Excerpted data —
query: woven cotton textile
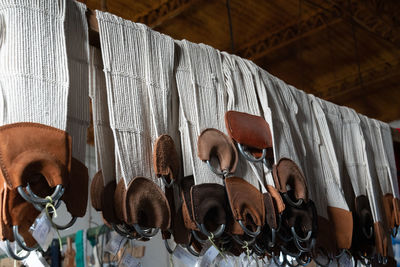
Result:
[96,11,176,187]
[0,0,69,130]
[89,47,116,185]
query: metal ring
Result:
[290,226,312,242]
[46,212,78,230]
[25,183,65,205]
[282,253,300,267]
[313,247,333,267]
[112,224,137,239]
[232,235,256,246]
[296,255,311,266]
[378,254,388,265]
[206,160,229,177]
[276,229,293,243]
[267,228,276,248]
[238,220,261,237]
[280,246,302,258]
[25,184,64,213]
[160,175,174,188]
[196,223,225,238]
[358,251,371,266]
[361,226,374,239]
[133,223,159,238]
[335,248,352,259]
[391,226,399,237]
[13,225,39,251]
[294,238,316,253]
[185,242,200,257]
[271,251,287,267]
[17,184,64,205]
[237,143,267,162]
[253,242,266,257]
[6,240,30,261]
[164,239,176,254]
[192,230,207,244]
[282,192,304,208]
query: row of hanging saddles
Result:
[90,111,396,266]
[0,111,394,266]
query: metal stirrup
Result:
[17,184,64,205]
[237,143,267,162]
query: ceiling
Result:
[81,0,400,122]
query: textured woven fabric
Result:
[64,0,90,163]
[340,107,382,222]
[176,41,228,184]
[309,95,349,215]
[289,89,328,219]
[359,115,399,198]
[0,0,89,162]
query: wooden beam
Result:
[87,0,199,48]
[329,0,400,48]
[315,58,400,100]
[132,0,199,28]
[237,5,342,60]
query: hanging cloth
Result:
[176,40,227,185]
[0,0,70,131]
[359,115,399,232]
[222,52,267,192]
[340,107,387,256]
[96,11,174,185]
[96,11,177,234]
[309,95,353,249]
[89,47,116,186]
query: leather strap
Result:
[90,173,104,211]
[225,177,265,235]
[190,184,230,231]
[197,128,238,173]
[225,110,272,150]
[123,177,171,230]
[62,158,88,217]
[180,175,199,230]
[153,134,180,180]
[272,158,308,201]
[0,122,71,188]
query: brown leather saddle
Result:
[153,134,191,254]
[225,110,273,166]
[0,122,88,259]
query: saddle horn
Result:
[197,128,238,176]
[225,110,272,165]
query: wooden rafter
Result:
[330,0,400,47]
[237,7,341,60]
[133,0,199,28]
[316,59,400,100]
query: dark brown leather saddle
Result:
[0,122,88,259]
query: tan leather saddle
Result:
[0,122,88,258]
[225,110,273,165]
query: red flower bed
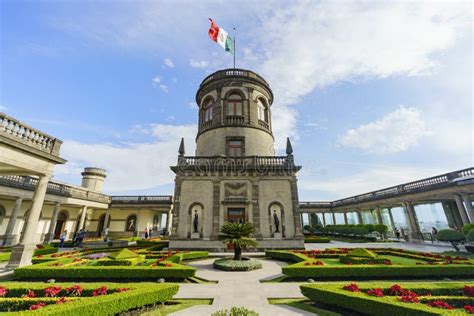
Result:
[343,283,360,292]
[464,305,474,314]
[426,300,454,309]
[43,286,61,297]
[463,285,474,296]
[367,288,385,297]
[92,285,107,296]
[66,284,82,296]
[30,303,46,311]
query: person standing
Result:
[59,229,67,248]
--
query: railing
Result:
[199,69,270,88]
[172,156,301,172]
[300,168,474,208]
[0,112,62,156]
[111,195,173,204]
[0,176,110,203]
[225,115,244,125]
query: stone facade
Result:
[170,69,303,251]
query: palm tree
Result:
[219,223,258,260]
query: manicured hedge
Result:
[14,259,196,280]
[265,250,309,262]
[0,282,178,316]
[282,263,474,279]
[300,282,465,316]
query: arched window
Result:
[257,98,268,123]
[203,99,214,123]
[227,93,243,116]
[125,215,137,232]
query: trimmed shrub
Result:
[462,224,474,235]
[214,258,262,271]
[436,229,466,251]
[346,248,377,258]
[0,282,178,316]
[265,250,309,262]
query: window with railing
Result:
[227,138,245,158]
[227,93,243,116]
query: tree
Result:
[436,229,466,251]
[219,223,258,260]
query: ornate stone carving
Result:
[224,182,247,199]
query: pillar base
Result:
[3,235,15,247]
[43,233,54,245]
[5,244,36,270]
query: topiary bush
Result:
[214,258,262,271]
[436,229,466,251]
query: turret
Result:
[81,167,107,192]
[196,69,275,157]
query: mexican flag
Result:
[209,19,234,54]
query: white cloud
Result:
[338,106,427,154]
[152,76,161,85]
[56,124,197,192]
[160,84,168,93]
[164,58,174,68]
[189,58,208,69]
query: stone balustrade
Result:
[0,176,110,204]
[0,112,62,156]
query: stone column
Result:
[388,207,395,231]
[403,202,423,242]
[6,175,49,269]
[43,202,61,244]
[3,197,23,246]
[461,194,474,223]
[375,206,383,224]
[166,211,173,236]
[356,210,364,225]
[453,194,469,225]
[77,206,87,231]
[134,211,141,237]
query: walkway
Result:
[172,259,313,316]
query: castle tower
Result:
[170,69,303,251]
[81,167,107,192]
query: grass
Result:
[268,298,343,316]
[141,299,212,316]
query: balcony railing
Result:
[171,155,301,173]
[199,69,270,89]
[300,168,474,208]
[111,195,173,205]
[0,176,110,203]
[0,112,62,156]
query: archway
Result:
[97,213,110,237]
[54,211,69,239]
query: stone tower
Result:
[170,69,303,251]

Work instructions —
Copy the part of the entries that opens with the line containing "query: turret" and closes with the line containing "[54,211,69,239]", both of those lines included.

Task output —
query: turret
Result:
[81,167,107,192]
[196,69,275,157]
query: mexican flag
Result:
[209,19,234,54]
query: white cloud
Result:
[338,106,427,154]
[152,76,161,85]
[56,124,197,192]
[160,84,168,93]
[164,58,174,68]
[189,58,208,69]
query: stone balustrade
Result:
[0,176,110,204]
[0,112,62,156]
query: stone column
Result:
[388,207,395,231]
[403,202,423,242]
[6,175,49,269]
[43,202,61,244]
[3,197,23,246]
[461,194,474,223]
[375,206,383,224]
[166,211,173,236]
[356,210,364,225]
[453,194,469,225]
[77,206,87,231]
[134,211,141,237]
query: walkway
Result:
[172,259,313,316]
query: castle tower
Result:
[170,69,303,251]
[81,167,107,192]
query: grass
Result:
[268,298,343,316]
[141,299,212,316]
query: balcony railing
Result:
[171,155,301,173]
[199,69,270,89]
[300,168,474,208]
[111,195,173,205]
[0,176,110,203]
[0,112,62,156]
query: archway
Result:
[97,213,110,237]
[54,211,69,239]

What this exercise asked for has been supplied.